→ **What is being asked**
Resume the interview about data warehouses and graph databases, writing on from its last sentence.

→ **Quoted text**
========================
João: We deliver data into the customer’s preferred data warehouse. It could be an S3 bucket, it could be Snowflake, it could be Redshift — it doesn’t matter. Today any data warehouse or database you run should be able to ingest data directly from a Kafka stream or from an S3 bucket or from Google storage bucket or from an Azure blob, it doesn't really matter. But we deliver the data to our customers and we expire data from our infrastructure after 48 hours, so we don’t retain anything.
Do you have a preference or opinions on these backend warehouse solutions? You’ve worked with Redshift, Databricks, Neo4j. What have you learned streaming the data to all these different warehouse options?
João: That's a good question. I see a lot of Snowflake obviously because it’s relatively inexpensive to run if it's run efficiently. But picking one of these platforms the first thing to understand is, "What is the default stack of the company?" In our case we use AWS we also use Snowflake on top of AWS. But if you run GCP or if you run Azure you should stick with the platforms that are available for your cloud infrastructure so you don't disperse yourself from a technological perspective, which increases complexity. I would say: stay within your cloud and use whatever technology and platform you already have specific know how for it. From a from a data warehouse perspective, with Azure, we see a lot of Databricks. With AWS, Redshift is increasingly rare. Most of our customers use Snowflake.
When I first spoke with you a couple of years ago you were big on graph databases and Neo4j as a backend, that it would eliminate the analyst's need for joins. Are you still pursuing that?
João: From a graph perspective I was hopeful a couple of years ago. I was hopeful that graphs would grow because it answers very specific questions but what I've seen instead is an abstraction of platforms and products and services that sit on top of graphs and provides answers to the questions people are looking for because the adoption of a graph requires specific know-how, investment in software. It's just, I don't know why it hasn't taken off the way I was hoping it would.
I always thought it was an interesting value proposition because you're right that so much of the churn and burn on the analyst side is around joins. Like, "Where is the table? What are these multiple tables? What state are they in? How do I inner join them?" They keep evolving these SQL queries until they're so complex they make your eyes bleed. Eventually only two people at the company understand them and the queries get handed around like some secret prayer from a lost civilization. They're so complicated nobody knows what they actually mean.
The promise of graphs was, "Look, we're going to figure it out once. We're going to have no joins. Everything is just baked into the model and instead focus on the value." But you're right, I think people were afraid of implementing Neo4j. I think that it's a specialist skill. And I think, ultimately, the value isn't in the underlying technical infrastructure, it's in the questions that are being answered about the business. So the people who are trying to run the business don't really care if it's a graph or if it's Databricks or if it's Snowflake. They just want to know, "How am I making money? How am I losing money? What should I do?" That's my perspective. But is that what you think? What's your point of view?
João: Yes, I agree. I actually have seen a new company or relatively new company pop up called Puppy Graph, where they built a graph from your relational database following a declarative model in YAML. And you just spin it up. It spins up the graph. You can write your queries in Cypher or Gremlin. You can make your business questions that are more appropriate to be asked to a graph and then shut it down. So very cost efficient when compared with Neo4j. But also, and if you want to run it full time, in real time, 100% of the time, you can also do that. So it kind of keeps like a mirror of your relational database in a graph format following the model that you have declared, which is really interesting.
========================
→ **Record set**
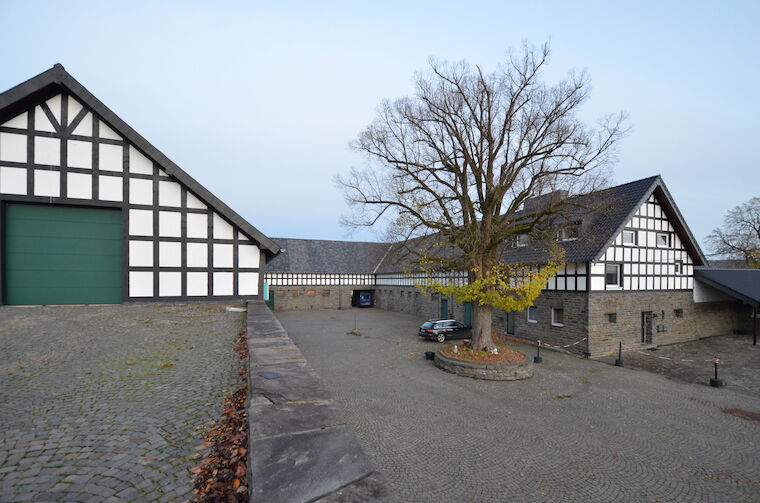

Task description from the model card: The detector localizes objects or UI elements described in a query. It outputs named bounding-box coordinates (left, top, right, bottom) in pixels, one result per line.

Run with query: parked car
left=417, top=319, right=472, bottom=342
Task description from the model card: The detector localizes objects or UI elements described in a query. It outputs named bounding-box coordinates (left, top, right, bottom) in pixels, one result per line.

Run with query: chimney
left=523, top=190, right=570, bottom=213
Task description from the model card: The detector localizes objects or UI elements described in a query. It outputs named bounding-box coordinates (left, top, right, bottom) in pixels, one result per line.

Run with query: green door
left=3, top=204, right=123, bottom=304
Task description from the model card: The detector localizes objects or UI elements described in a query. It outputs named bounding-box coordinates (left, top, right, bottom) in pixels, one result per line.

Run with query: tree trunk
left=470, top=302, right=496, bottom=350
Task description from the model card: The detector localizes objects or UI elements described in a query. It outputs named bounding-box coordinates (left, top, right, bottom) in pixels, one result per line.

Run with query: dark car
left=417, top=320, right=472, bottom=342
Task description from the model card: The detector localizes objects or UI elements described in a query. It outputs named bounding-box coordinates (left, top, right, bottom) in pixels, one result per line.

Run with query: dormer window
left=623, top=231, right=636, bottom=246
left=656, top=232, right=671, bottom=248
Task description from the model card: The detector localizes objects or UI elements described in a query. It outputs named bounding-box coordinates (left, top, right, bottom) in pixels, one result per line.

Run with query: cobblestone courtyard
left=0, top=304, right=242, bottom=502
left=277, top=309, right=760, bottom=502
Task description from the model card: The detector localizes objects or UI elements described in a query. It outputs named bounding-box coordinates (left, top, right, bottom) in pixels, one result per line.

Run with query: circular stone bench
left=435, top=350, right=533, bottom=381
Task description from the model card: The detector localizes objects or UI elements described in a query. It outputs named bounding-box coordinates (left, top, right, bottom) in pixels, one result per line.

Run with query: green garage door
left=4, top=204, right=123, bottom=304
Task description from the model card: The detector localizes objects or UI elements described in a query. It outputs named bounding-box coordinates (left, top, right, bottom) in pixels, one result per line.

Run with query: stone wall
left=589, top=291, right=737, bottom=356
left=375, top=285, right=464, bottom=322
left=269, top=285, right=372, bottom=311
left=493, top=291, right=588, bottom=354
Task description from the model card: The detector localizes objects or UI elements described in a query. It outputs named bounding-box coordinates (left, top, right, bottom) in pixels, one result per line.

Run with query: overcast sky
left=0, top=0, right=760, bottom=247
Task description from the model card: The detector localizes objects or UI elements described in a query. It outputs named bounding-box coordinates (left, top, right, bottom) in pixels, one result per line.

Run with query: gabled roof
left=498, top=175, right=707, bottom=265
left=694, top=268, right=760, bottom=306
left=0, top=64, right=279, bottom=259
left=267, top=238, right=390, bottom=274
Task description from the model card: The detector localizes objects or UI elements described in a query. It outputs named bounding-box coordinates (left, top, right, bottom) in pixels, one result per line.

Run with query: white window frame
left=552, top=307, right=565, bottom=327
left=528, top=306, right=538, bottom=323
left=622, top=229, right=638, bottom=246
left=604, top=263, right=623, bottom=289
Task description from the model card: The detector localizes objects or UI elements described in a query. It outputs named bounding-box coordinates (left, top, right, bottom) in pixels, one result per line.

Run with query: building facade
left=0, top=65, right=278, bottom=304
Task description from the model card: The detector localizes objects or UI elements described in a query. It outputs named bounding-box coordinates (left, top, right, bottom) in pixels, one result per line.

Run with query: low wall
left=247, top=301, right=394, bottom=503
left=269, top=285, right=374, bottom=311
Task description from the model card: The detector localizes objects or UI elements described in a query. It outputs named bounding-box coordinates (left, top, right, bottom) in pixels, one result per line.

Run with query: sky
left=0, top=0, right=760, bottom=251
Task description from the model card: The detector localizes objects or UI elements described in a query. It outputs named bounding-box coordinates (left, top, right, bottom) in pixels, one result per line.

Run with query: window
left=656, top=232, right=670, bottom=247
left=623, top=231, right=636, bottom=246
left=604, top=264, right=622, bottom=286
left=528, top=306, right=538, bottom=323
left=552, top=307, right=565, bottom=327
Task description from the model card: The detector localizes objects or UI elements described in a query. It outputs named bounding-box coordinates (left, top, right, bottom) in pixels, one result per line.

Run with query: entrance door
left=464, top=302, right=472, bottom=327
left=641, top=311, right=652, bottom=344
left=3, top=203, right=123, bottom=304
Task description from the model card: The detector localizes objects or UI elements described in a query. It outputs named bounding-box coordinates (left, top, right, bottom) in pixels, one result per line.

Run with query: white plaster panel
left=129, top=210, right=153, bottom=236
left=158, top=271, right=182, bottom=297
left=2, top=112, right=29, bottom=129
left=74, top=112, right=92, bottom=136
left=129, top=241, right=153, bottom=267
left=214, top=272, right=233, bottom=295
left=238, top=272, right=259, bottom=295
left=214, top=244, right=232, bottom=267
left=66, top=96, right=83, bottom=126
left=34, top=169, right=61, bottom=197
left=0, top=166, right=26, bottom=195
left=66, top=173, right=92, bottom=199
left=98, top=143, right=124, bottom=171
left=129, top=271, right=153, bottom=297
left=45, top=94, right=63, bottom=124
left=66, top=140, right=92, bottom=169
left=34, top=105, right=55, bottom=133
left=129, top=178, right=153, bottom=204
left=214, top=213, right=232, bottom=239
left=158, top=211, right=182, bottom=238
left=186, top=272, right=208, bottom=297
left=591, top=276, right=604, bottom=290
left=238, top=245, right=260, bottom=267
left=158, top=181, right=182, bottom=208
left=98, top=175, right=124, bottom=201
left=158, top=241, right=182, bottom=267
left=187, top=191, right=206, bottom=210
left=34, top=136, right=61, bottom=166
left=187, top=243, right=208, bottom=267
left=98, top=121, right=121, bottom=140
left=187, top=213, right=208, bottom=238
left=129, top=145, right=153, bottom=175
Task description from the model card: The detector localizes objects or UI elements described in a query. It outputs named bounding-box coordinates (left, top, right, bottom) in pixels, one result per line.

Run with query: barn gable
========================
→ **Result**
Yeah, when I worked on Databricks there was this desire to unify some of the customer data. The team tried running Graphframes -- I don't know if you've had exposure to this -- the library developed jointly between Databricks and MIT that basically takes all of everyone's favorite graph algorithms from computer science and implements them in Spark.
The algorithms of course are time-tested and absolutely work (like breadth-first search, depth-first search). These things obviously have been verified mathematically to be accurate. The problem was the team would run them, they'd get this output in a graph but be too afraid to store it in Neo4j because they didn't have any database experience, much less graph database experience. They would take the output and they would turn it into a table and use joins. Maybe that graph was accurate that one day you ran Graphframes but how are you going to incrementally add nodes to your graph if you need to rebuild your graph every day? But I couldn't convince them they needed to store state in a graph.
João: Yeah, that's what Puppy does. Yeah, Puppy does that. It rebuilds, if you leave the graph engine up, it rebuilds the graph, it keeps rebuilding the graph and adding as you add new rows of data to your database. Pretty cool.
Another cool thing you did that was when I first reached out to you was you had a Shopify plugin. And I was looking to add Snowplow to Shopify and at the time they didn't have a solution. I didn't want to have teams of developers adding a custom implementation because we had too many Shopify sites managed by non-technical teams. People often choose Shopify because it's this turn-key solution and you don't need to know any technical things to run a store, but all of a sudden you need to do a technical task and the teams are not gonna do it. I said I am not gonna be training non-technical teams to implement behavioral analytics. I mean, I'll never get any sleep. That's when I first saw your Shopify plugin. How many platforms have you expanded Snowcat Cloud to? Is it just Shopify? Are there other platforms you feel that are worth your time?
João: Yes, so we created an app for Shopify and another one for Magento. It's not that we get a lot of direct customers from it, but we feel it's important for adoption of the platform by serious retailers that wanna own their behavioral data and use Snowplow or Snowcat or OpenSnowcat. It doesn't matter because those same plugins, those same applications, they are compatible with Snowplow too. So we are sort of putting ourselves out there as in facilitating the implementation of Snowplow or OpenSnowcat on a given site, on an e-commerce website.
Very cool. Yeah. I gotta ask you about AI. How is AI affecting changing your business?
João: Currently, it is not affecting our business, but I do believe that our customer's business and for people who collect behavioral data, running AI on top of that behavioral data is extremely valuable because now you can automate the detection of patterns of recommendation engines, which you could before, but now you can use AI to further customize a customer experience based on their behavior. So it's good news for us because AI is not a disruptor of our business. It's something that is going, it makes our business even more important because now you're collecting behavioral data and you're gonna run AI. If you wanna run AI, you need behavioral data.
I do think there's a big challenge ahead, which is tying multiple devices to a single individual with increased regulations in privacy, with technology, technology like Apple cloud relay, like privacy blocking cookies, expiring cookies. It's increasingly harder to consolidate the behavior across multiple devices and tying that to the individual. And I think this is where a lot of platforms miss is they're actually not doing customer oriented activities. They're doing device-based activities because they haven't thought out fully how are we joining all of those breadcrumbs from different devices into a single customer?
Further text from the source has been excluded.